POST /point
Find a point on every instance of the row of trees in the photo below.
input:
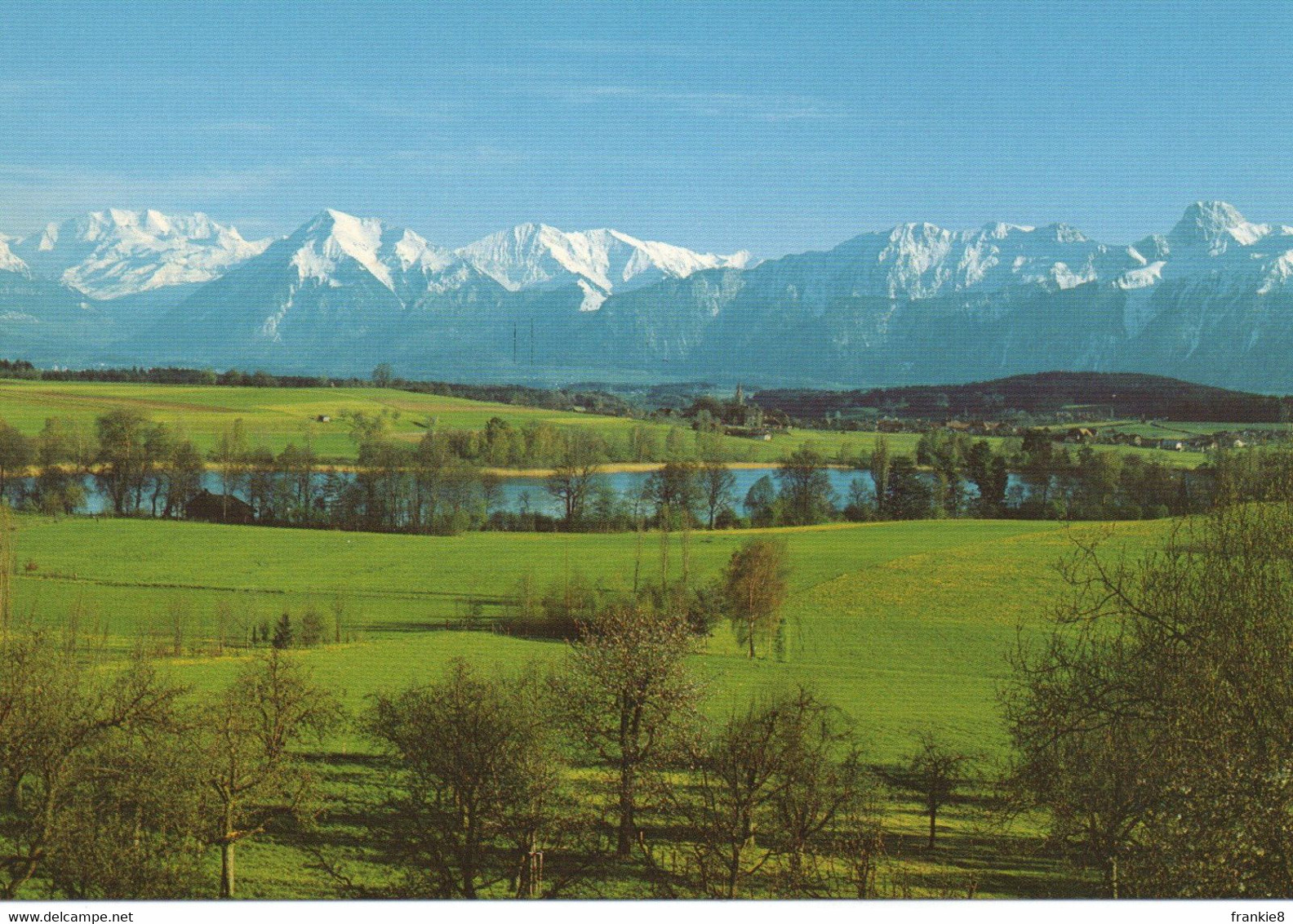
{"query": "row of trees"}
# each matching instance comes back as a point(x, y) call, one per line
point(528, 784)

__Short task__. Return the listing above line by line with no changes, and leave out the picture.

__Finished task__.
POST /point
Find a point on every instance of the row of trees in the photo below.
input:
{"query": "row of trees"}
# each matching instance comes back as a point(x, y) call, one per line
point(528, 784)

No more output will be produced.